* Problem: All entries shown below must be given again word for word.

* Record excerpts:
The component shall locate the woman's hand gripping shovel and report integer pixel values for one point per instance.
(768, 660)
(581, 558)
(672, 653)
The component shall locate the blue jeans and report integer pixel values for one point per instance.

* Answer section:
The component shall locate the woman's hand gripping shovel and report integer pixel values for one point per instance.
(768, 660)
(581, 558)
(672, 653)
The component shall locate the blue jeans and report integer pixel values for one point per instance.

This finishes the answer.